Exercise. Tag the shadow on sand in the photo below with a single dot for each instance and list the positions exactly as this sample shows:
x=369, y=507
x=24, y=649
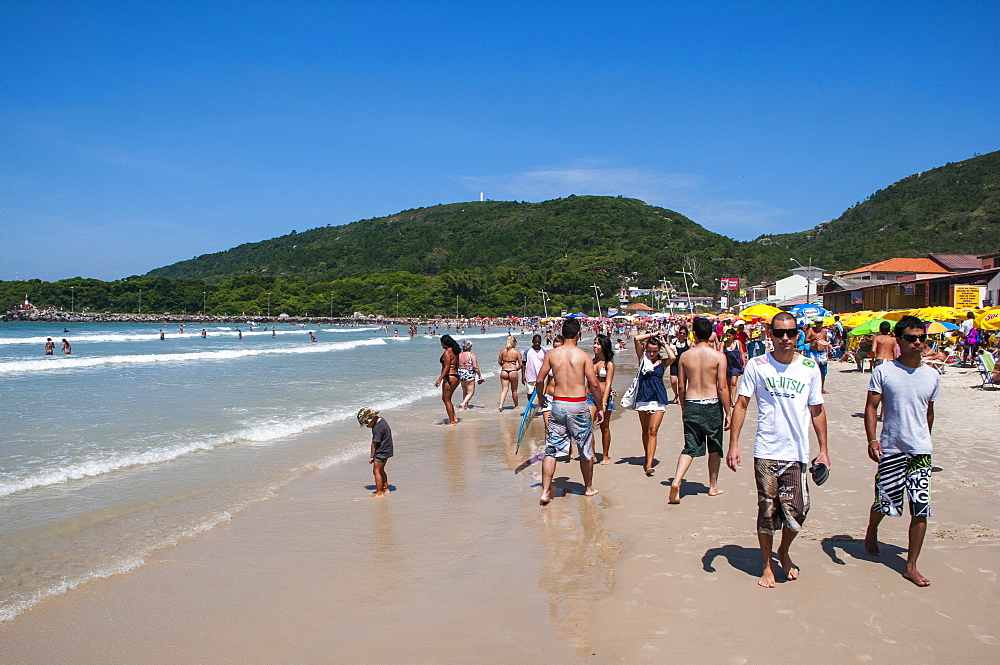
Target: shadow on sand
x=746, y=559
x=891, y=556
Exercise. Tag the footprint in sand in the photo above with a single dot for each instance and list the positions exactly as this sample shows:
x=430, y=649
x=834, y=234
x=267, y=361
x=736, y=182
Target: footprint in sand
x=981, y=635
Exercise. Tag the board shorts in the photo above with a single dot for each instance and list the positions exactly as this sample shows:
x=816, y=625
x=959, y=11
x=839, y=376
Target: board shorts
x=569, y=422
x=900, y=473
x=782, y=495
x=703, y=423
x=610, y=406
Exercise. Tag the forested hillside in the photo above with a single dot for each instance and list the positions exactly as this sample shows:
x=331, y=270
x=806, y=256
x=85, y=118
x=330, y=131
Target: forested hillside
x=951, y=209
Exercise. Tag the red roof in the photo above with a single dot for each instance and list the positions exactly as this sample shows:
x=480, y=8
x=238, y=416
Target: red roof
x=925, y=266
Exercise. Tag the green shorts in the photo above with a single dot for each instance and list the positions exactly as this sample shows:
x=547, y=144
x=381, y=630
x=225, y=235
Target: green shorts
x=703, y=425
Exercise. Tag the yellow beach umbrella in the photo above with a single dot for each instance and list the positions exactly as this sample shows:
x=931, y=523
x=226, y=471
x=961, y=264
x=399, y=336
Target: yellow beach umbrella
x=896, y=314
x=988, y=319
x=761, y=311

********

WHAT TO PRODUCE: Scan the records above for the string "instance", then copy each line where it turns up.

RESPONSE:
Exercise. Tag the shadow on sand in the photo below with a single dot for each instance and list the positions exactly as this sample shows:
Exercise. Tag the footprint in sand in the photo above with a single dot for each instance and list the positions exactly as this sample shows:
Exercise. Tag the board shorts in the photo above with a single dot for each instance and list the positions exactly as this sample shows:
Exercise. Tag the forested hillside in the photo above with a single dot for each instance and list the positions exactly as this sample shows:
Exercise. Tag the red roof in the photo above with a single dot for each instance and list the positions exactly as this sample shows:
Exercise. Tag the green shorts in the photo above with a single dot for each instance and list the positions exactly as this sample shows:
Exercise. Tag the yellow beach umbrella in the photo above with a single dot for each instance and list the positions exactly as this sample shows:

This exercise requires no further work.